• **Task brief**: Using the records below, copy exactly the part that opens with the line holding "Target: white road marking" and closes with the line holding "Return one point per instance of the woman", minus the pictures.
——
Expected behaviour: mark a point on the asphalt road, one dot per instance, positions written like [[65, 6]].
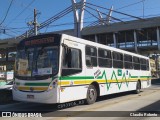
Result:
[[114, 106]]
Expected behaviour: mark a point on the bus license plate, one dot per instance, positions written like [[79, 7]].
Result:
[[30, 96]]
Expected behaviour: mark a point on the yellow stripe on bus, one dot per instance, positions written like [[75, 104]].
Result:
[[32, 88], [81, 82]]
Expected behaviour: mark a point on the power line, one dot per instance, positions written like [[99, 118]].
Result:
[[115, 11], [7, 12], [21, 12], [130, 5]]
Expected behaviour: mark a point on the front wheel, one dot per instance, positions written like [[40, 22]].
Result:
[[91, 94]]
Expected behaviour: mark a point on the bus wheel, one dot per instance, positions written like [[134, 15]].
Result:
[[91, 94], [138, 87]]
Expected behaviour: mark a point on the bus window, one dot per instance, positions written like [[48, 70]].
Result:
[[117, 60], [72, 62], [147, 65], [128, 62], [91, 56], [104, 58], [136, 63], [143, 64]]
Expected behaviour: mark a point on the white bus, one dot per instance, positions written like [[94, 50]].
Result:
[[54, 68]]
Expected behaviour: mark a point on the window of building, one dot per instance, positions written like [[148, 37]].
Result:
[[104, 58], [91, 56], [117, 60], [136, 63]]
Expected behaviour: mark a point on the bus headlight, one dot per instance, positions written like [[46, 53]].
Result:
[[15, 86]]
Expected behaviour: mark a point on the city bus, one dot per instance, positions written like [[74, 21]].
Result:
[[59, 68]]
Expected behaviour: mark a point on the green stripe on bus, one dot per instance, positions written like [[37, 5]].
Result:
[[145, 76], [37, 84], [76, 78], [134, 76]]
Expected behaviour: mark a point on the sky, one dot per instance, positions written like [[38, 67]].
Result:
[[14, 22]]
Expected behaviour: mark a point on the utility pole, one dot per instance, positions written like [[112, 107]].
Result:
[[78, 11], [35, 22]]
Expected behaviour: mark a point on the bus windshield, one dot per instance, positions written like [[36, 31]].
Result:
[[37, 61]]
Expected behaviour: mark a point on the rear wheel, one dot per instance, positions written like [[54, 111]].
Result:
[[91, 94], [138, 88]]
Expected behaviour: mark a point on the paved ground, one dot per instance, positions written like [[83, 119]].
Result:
[[113, 106]]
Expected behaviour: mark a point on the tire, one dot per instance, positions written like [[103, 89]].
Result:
[[91, 95], [138, 88]]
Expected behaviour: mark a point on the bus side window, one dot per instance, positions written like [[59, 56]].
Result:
[[117, 60], [72, 62], [136, 63], [91, 56], [104, 58], [147, 65], [128, 62], [143, 64]]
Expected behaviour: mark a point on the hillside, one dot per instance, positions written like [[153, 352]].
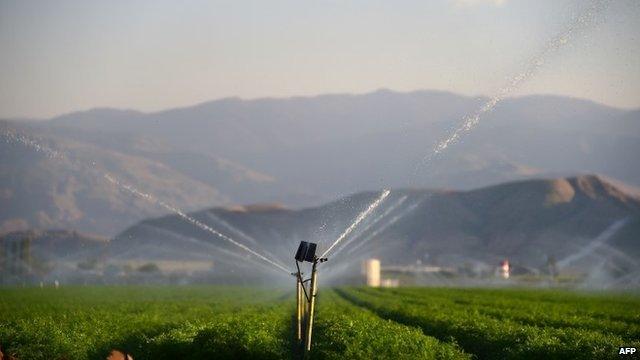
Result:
[[528, 222], [42, 193], [301, 151]]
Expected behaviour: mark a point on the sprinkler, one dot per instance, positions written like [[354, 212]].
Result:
[[305, 307]]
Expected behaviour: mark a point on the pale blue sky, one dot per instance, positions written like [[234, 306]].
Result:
[[65, 55]]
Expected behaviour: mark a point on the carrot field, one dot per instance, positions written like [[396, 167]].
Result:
[[217, 322]]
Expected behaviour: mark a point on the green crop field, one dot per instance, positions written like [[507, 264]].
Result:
[[215, 322]]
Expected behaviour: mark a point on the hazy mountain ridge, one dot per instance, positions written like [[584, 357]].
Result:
[[527, 222], [303, 151]]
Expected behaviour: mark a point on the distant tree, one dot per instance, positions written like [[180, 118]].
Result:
[[149, 268]]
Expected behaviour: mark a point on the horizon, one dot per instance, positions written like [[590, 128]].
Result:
[[151, 56], [313, 96]]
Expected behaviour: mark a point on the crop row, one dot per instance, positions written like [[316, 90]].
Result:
[[344, 331], [545, 314], [84, 323], [486, 336]]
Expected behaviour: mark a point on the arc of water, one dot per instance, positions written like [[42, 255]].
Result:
[[189, 219], [375, 220], [595, 244], [382, 228], [580, 23], [54, 154], [240, 233], [358, 220]]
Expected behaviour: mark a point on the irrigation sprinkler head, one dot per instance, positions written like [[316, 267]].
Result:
[[306, 252]]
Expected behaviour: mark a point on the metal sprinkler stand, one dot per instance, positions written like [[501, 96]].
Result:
[[304, 314]]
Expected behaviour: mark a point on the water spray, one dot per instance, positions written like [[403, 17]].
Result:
[[580, 23], [363, 215]]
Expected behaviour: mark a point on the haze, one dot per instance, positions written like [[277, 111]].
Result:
[[64, 56]]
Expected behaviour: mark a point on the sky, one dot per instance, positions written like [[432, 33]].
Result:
[[69, 55]]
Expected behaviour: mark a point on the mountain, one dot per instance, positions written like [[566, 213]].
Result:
[[579, 221], [37, 191], [300, 151]]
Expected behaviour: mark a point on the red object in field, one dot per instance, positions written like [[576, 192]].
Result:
[[504, 269]]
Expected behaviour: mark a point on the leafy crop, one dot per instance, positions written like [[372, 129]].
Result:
[[217, 322]]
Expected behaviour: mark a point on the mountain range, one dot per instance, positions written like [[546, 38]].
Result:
[[300, 152], [585, 225]]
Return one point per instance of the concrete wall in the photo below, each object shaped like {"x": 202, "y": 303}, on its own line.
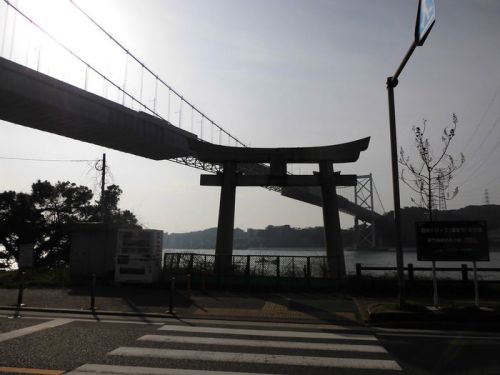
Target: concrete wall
{"x": 93, "y": 250}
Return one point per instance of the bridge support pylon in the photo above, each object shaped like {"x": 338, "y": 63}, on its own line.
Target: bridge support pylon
{"x": 331, "y": 220}
{"x": 225, "y": 227}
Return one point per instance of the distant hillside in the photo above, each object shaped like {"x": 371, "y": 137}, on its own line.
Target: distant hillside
{"x": 288, "y": 237}
{"x": 270, "y": 237}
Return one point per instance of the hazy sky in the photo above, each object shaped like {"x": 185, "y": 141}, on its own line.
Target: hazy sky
{"x": 279, "y": 73}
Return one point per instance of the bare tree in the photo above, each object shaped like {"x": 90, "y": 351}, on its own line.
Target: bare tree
{"x": 431, "y": 174}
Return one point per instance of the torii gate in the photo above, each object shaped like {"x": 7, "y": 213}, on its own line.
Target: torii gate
{"x": 276, "y": 175}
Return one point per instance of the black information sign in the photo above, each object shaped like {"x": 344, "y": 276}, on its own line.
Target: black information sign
{"x": 452, "y": 241}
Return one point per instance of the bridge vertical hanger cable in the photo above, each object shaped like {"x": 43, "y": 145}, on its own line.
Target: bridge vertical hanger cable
{"x": 4, "y": 35}
{"x": 125, "y": 79}
{"x": 77, "y": 57}
{"x": 146, "y": 68}
{"x": 13, "y": 33}
{"x": 156, "y": 94}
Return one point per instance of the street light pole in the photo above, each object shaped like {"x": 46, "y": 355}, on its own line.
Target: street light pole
{"x": 392, "y": 82}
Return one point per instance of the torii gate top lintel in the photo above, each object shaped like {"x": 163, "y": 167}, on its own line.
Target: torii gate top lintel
{"x": 339, "y": 153}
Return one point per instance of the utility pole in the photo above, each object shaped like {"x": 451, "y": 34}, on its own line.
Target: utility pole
{"x": 425, "y": 20}
{"x": 103, "y": 187}
{"x": 486, "y": 197}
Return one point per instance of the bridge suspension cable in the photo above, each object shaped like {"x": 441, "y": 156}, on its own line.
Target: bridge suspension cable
{"x": 157, "y": 78}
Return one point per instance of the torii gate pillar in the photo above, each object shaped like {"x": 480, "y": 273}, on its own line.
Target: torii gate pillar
{"x": 225, "y": 227}
{"x": 331, "y": 220}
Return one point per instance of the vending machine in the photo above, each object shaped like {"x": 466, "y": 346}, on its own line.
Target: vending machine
{"x": 139, "y": 256}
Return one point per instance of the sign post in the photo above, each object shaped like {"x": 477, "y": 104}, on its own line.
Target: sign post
{"x": 426, "y": 17}
{"x": 452, "y": 241}
{"x": 476, "y": 286}
{"x": 25, "y": 255}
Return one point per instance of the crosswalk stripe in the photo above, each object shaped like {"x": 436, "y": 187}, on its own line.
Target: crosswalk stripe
{"x": 173, "y": 354}
{"x": 251, "y": 332}
{"x": 137, "y": 370}
{"x": 31, "y": 329}
{"x": 334, "y": 327}
{"x": 264, "y": 343}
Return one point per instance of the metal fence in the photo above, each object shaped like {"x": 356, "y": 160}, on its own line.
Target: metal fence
{"x": 267, "y": 266}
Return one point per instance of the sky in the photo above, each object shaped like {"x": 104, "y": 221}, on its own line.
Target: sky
{"x": 281, "y": 73}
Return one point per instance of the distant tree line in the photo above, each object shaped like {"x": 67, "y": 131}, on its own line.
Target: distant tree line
{"x": 288, "y": 237}
{"x": 44, "y": 216}
{"x": 282, "y": 236}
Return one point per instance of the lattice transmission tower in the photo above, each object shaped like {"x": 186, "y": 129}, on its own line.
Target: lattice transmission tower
{"x": 364, "y": 232}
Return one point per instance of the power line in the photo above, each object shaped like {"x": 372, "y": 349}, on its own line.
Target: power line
{"x": 56, "y": 41}
{"x": 49, "y": 160}
{"x": 487, "y": 109}
{"x": 144, "y": 66}
{"x": 497, "y": 121}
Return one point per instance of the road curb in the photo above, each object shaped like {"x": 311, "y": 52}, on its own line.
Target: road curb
{"x": 175, "y": 316}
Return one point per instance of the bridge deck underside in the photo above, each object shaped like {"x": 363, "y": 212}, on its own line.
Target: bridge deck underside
{"x": 35, "y": 100}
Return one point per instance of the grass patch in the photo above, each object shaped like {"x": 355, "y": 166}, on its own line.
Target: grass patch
{"x": 44, "y": 277}
{"x": 414, "y": 307}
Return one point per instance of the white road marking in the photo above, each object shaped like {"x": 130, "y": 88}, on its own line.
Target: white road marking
{"x": 196, "y": 355}
{"x": 136, "y": 370}
{"x": 270, "y": 324}
{"x": 251, "y": 332}
{"x": 264, "y": 343}
{"x": 28, "y": 330}
{"x": 439, "y": 336}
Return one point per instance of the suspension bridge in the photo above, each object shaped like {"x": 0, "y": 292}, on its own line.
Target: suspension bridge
{"x": 49, "y": 86}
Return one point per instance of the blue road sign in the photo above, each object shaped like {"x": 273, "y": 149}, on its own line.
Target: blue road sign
{"x": 426, "y": 17}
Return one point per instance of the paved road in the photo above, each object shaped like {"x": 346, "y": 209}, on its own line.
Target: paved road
{"x": 76, "y": 345}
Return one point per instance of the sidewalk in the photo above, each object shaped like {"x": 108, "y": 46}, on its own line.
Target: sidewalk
{"x": 313, "y": 307}
{"x": 305, "y": 307}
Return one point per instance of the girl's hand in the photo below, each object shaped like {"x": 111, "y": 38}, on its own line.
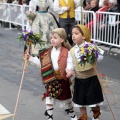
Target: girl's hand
{"x": 26, "y": 56}
{"x": 69, "y": 73}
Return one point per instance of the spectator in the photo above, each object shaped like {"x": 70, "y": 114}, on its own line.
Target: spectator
{"x": 66, "y": 11}
{"x": 103, "y": 8}
{"x": 94, "y": 7}
{"x": 44, "y": 22}
{"x": 87, "y": 5}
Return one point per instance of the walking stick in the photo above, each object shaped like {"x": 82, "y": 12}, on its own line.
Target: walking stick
{"x": 105, "y": 94}
{"x": 24, "y": 68}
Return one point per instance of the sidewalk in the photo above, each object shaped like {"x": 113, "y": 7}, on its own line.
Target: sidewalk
{"x": 30, "y": 105}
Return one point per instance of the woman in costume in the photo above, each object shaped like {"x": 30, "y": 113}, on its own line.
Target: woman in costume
{"x": 87, "y": 88}
{"x": 44, "y": 21}
{"x": 56, "y": 69}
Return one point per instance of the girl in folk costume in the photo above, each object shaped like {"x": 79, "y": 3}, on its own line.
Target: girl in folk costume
{"x": 87, "y": 89}
{"x": 56, "y": 69}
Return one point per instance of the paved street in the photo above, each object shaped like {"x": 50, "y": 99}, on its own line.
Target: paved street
{"x": 30, "y": 106}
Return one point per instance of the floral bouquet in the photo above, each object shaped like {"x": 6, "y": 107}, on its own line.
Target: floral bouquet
{"x": 30, "y": 16}
{"x": 30, "y": 38}
{"x": 88, "y": 53}
{"x": 32, "y": 41}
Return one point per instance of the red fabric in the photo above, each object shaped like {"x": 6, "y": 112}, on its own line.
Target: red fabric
{"x": 98, "y": 17}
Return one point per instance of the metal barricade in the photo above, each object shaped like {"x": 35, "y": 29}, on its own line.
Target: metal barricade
{"x": 104, "y": 26}
{"x": 13, "y": 13}
{"x": 108, "y": 28}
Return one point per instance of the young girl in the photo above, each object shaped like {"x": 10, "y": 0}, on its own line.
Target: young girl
{"x": 87, "y": 89}
{"x": 56, "y": 69}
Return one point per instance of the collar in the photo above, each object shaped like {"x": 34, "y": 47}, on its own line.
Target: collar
{"x": 77, "y": 46}
{"x": 58, "y": 49}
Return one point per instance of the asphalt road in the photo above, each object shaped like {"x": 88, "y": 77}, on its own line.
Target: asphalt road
{"x": 30, "y": 106}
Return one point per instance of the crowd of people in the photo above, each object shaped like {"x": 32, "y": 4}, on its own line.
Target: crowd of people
{"x": 55, "y": 22}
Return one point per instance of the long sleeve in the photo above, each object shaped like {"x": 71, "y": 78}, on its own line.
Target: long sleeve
{"x": 32, "y": 6}
{"x": 77, "y": 3}
{"x": 69, "y": 62}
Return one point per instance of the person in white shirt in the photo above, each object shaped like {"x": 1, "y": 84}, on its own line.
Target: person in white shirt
{"x": 66, "y": 11}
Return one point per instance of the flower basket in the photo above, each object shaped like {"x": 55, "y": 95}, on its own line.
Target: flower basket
{"x": 31, "y": 40}
{"x": 88, "y": 53}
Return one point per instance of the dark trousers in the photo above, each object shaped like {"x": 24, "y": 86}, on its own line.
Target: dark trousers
{"x": 67, "y": 24}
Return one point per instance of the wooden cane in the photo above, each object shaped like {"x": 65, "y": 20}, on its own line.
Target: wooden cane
{"x": 24, "y": 68}
{"x": 100, "y": 80}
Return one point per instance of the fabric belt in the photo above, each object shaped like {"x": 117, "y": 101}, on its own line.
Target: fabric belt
{"x": 42, "y": 11}
{"x": 57, "y": 75}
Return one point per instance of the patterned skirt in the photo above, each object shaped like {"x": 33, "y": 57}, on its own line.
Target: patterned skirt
{"x": 87, "y": 92}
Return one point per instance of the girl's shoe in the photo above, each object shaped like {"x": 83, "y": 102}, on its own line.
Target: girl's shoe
{"x": 96, "y": 113}
{"x": 83, "y": 117}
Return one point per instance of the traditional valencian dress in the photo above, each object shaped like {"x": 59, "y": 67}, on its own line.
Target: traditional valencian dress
{"x": 54, "y": 64}
{"x": 44, "y": 22}
{"x": 87, "y": 89}
{"x": 61, "y": 61}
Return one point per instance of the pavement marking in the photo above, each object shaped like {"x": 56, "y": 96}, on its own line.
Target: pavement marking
{"x": 3, "y": 110}
{"x": 4, "y": 113}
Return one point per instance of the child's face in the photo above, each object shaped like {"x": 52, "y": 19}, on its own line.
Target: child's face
{"x": 77, "y": 36}
{"x": 56, "y": 40}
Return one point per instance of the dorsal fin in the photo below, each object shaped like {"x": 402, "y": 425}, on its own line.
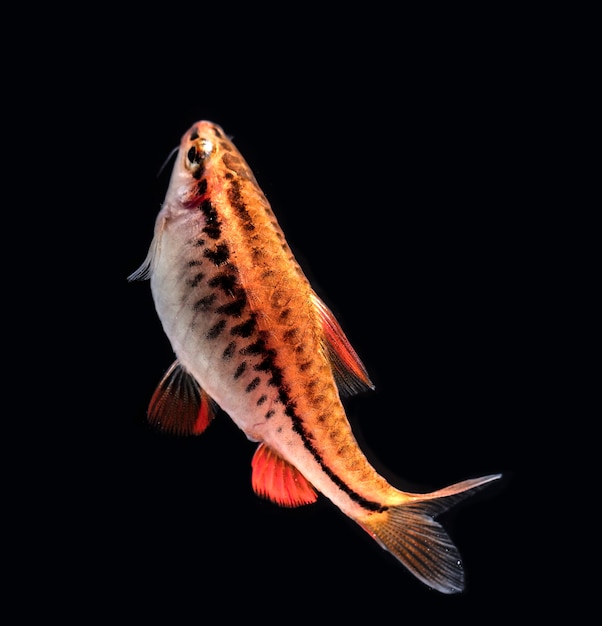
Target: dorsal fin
{"x": 179, "y": 405}
{"x": 349, "y": 372}
{"x": 279, "y": 481}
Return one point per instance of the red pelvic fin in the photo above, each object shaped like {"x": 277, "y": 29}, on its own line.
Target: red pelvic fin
{"x": 279, "y": 481}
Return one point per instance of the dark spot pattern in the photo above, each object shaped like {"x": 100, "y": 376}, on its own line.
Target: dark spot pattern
{"x": 240, "y": 370}
{"x": 216, "y": 330}
{"x": 193, "y": 282}
{"x": 226, "y": 281}
{"x": 213, "y": 225}
{"x": 235, "y": 308}
{"x": 205, "y": 303}
{"x": 229, "y": 351}
{"x": 237, "y": 202}
{"x": 219, "y": 255}
{"x": 246, "y": 328}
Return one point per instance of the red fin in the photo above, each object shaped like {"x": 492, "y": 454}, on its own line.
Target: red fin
{"x": 349, "y": 371}
{"x": 179, "y": 405}
{"x": 278, "y": 480}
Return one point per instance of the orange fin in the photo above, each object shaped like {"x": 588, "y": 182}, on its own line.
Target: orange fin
{"x": 179, "y": 405}
{"x": 279, "y": 481}
{"x": 410, "y": 532}
{"x": 350, "y": 374}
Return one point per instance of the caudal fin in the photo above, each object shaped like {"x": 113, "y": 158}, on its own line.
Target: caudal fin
{"x": 410, "y": 532}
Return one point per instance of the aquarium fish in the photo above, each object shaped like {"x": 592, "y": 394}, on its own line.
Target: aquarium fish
{"x": 253, "y": 338}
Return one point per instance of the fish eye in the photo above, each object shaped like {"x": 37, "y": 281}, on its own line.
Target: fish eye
{"x": 198, "y": 153}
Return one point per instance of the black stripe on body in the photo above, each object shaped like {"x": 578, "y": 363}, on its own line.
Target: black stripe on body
{"x": 268, "y": 365}
{"x": 239, "y": 206}
{"x": 213, "y": 225}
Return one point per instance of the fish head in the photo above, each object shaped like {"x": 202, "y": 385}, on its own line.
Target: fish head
{"x": 197, "y": 151}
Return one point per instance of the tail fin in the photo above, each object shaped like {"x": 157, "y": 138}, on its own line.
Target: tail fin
{"x": 411, "y": 534}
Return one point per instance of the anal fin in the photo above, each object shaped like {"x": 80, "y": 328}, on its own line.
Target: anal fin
{"x": 279, "y": 481}
{"x": 179, "y": 405}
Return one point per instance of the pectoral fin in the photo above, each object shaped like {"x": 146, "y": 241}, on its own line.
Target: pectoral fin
{"x": 179, "y": 405}
{"x": 350, "y": 374}
{"x": 279, "y": 481}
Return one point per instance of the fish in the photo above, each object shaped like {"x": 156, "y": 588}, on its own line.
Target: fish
{"x": 252, "y": 338}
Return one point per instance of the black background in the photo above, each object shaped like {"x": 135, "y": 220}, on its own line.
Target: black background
{"x": 399, "y": 162}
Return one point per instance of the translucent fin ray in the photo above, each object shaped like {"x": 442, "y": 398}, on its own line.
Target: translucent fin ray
{"x": 411, "y": 534}
{"x": 179, "y": 405}
{"x": 349, "y": 371}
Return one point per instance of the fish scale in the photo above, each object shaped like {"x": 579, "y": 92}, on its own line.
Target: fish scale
{"x": 251, "y": 336}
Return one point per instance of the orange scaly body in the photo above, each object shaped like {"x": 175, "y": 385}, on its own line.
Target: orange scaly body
{"x": 251, "y": 336}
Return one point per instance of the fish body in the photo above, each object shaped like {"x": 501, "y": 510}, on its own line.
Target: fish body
{"x": 252, "y": 337}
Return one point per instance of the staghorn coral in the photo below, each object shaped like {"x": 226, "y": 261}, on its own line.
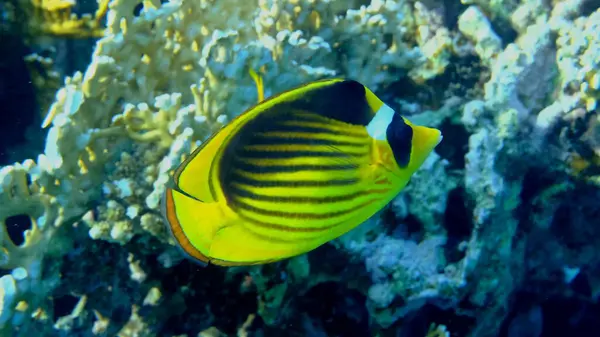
——
• **Answer section**:
Target: white road marking
{"x": 196, "y": 355}
{"x": 136, "y": 370}
{"x": 270, "y": 324}
{"x": 251, "y": 332}
{"x": 264, "y": 343}
{"x": 28, "y": 330}
{"x": 439, "y": 336}
Return one point per instance of the suspension bridge in the photo above, each object shaped like {"x": 0, "y": 292}, on its own line.
Target: suspension bridge
{"x": 49, "y": 86}
Return one point per instance of the blue road sign in the photo above, each object shaped like {"x": 273, "y": 149}, on its own line.
Target: blue road sign
{"x": 426, "y": 17}
Return one point per instance of the paved road in the photo above, each object shaped like {"x": 346, "y": 209}, on its own line.
Target: paved road
{"x": 76, "y": 345}
Return one point per instance of the sidewalk in the photo above, each object shaped like {"x": 108, "y": 46}, on its own line.
Target: sidewalk
{"x": 313, "y": 307}
{"x": 305, "y": 307}
Return one point per instance of the girl's hand in the photo below, each object shaped like {"x": 111, "y": 38}, on its own line.
Target: girl's hand
{"x": 26, "y": 56}
{"x": 69, "y": 73}
Return one point per instance of the spectator in the photo above, each object shaped like {"x": 70, "y": 114}, on its own line.
Target: spectator
{"x": 66, "y": 11}
{"x": 103, "y": 8}
{"x": 94, "y": 7}
{"x": 44, "y": 22}
{"x": 87, "y": 5}
Return one point per instance of the walking stick in the photo above, each object shaped like {"x": 82, "y": 12}, on its own line.
Target: walking stick
{"x": 105, "y": 94}
{"x": 24, "y": 68}
Return one point per instance of the sidewalk in the photo above, each object shaped like {"x": 113, "y": 7}, on its own line.
Target: sidewalk
{"x": 30, "y": 105}
Return one point per instance of the woman in costume in the photo above, each object shaped like {"x": 30, "y": 113}, on its own line.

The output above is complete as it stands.